TEXTE À LIRE:

Bon, ben voilà, tu as gagné, je pleure.
(Mais merci de partager.)
Mélusine
C'est un super conseil ! J'ai un énoooorme problème de confiance en moi, ça me pose problème dans la vie et dans mon ancien job ou j'avais à travailler avec des fortes têtes qui me bouffaient.
Un jour, j'ai cru péter un plomb dans une réunion qui s'éternisait, ou l'on parlait d'un de mes projets, et ou tout le monde parlait sauf moi, parce qu'ils avaient trouvé que c'était une excuse fabuleuse pour se prendre la tête entre eux. Alors j'ai pris la parole un peu plus fort que tout le monde, j'ai fait semblant d'être super sure de moi, et j'ai proposé un plan d'action. Tout le monde m'a regardé avec des grands yeux et l'a validé, en 5 minutes c'était fini.
Depuis ce jour j'ai compris que l'important ce n'était pas vraiment d'avoir confiance en soi, mais c'était surtout de faire croire aux autres qu'on avait confiance en nous ^^, et que effectivement ça aidait à vraiment faire venir cette confiance.
Pour le boulot, ça marche, mais pour le perso, j'ai pas encore réussi…
Ca me fait penser au bouquin que je lis en ce moment, sur les introvertis notamment, où un des conseils est l'utilisation de persona pour se permettre de tenter des trucs qu'on n'oserait pas autrement…
joli 🙂
Pour ma part, niveau pro, j'y arrive, je joue le jeu, je peux même devenir exigeante etc…j'ai appris à me faire respecter, à recadrer, à diriger et tout le tralala.
Au niveau privé, ça commence doucement ou plutôt il y a certains domaines où je ne cède pas et ça c'est nouveau mais en gros, j'ai un niveau de confiance en moi misérable. ça viendra peut-être pour compenser les rides et les cheveux blancs 🙂
Bon, j'ai l'impression de n'être pas la seule à prendre ce billet en pleine face – dans un sens positif, j'entends.
Non seulement je doute de moi mais je suis l'hésitation personnifiée (ascendant procrastineuse = combo idéal pour fabriquer de la frustration en barre).

CONSIGNE: Retapez à l'identique le passage du texte sur la confiance en soi qui commence par « Au niveau privé, ça » et se termine par « sens positif, j'entends. ». Les lignes qui suivent ne sont pas nécessaires pour cet exercice.

DONNÉES FOURNIES:
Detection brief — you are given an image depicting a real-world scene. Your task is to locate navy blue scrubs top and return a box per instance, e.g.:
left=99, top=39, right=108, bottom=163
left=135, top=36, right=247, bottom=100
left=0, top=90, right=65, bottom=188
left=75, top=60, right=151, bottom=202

RÉSULTAT:
Au niveau privé, ça commence doucement ou plutôt il y a certains domaines où je ne cède pas et ça c'est nouveau mais en gros, j'ai un niveau de confiance en moi misérable. ça viendra peut-être pour compenser les rides et les cheveux blancs 🙂
Bon, j'ai l'impression de n'être pas la seule à prendre ce billet en pleine face – dans un sens positif, j'entends.